[Contour labeling rows]

=-=-=

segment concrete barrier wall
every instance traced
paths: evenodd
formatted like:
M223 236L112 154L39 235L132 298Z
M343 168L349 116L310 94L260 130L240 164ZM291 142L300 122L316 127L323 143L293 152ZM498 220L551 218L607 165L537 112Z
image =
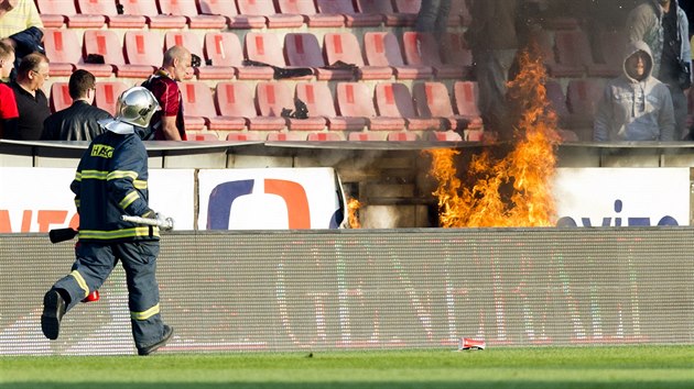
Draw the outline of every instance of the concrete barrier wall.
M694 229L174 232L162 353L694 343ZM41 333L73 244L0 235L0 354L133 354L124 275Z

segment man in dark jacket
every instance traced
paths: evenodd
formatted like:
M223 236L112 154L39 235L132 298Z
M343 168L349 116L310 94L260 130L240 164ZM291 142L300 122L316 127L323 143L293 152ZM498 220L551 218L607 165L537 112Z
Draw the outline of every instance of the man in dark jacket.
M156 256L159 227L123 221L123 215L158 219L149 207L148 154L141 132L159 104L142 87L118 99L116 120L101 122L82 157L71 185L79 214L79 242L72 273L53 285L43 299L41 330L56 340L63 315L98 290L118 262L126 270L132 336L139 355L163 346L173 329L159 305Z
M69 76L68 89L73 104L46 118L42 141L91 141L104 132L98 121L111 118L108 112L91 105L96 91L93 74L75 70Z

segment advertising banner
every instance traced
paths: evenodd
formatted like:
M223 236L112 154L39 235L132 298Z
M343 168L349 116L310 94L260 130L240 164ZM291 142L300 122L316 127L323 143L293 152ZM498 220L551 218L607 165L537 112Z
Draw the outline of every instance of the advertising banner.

=-=-=

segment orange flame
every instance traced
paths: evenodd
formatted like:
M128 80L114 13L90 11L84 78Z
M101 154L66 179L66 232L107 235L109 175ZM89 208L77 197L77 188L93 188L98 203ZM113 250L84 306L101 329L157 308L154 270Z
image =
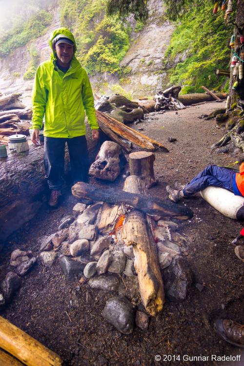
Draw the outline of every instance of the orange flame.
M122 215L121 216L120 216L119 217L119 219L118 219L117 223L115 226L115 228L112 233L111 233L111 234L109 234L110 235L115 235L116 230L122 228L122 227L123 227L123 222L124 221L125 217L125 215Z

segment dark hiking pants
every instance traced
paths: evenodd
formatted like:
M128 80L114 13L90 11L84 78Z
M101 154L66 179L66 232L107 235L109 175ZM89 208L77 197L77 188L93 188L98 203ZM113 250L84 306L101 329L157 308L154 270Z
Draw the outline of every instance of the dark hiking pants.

=-=-=

WHAT YOU SHOULD DO: Retype the rows above word for word, starting at the line that contains "segment advertising banner" and ending at the line that contains "Draw the outline of every instance of the advertising", with both of those lines included.

EXPECTED ANSWER:
segment advertising banner
every instance traced
paths: evenodd
formatted like:
M223 236L112 154L39 235L132 298Z
M343 168L349 116L310 94L260 130L240 164ZM291 142L300 122L316 127L323 143L293 152ZM498 220L551 218L607 165L537 112Z
Draw the outline of every instance of the advertising banner.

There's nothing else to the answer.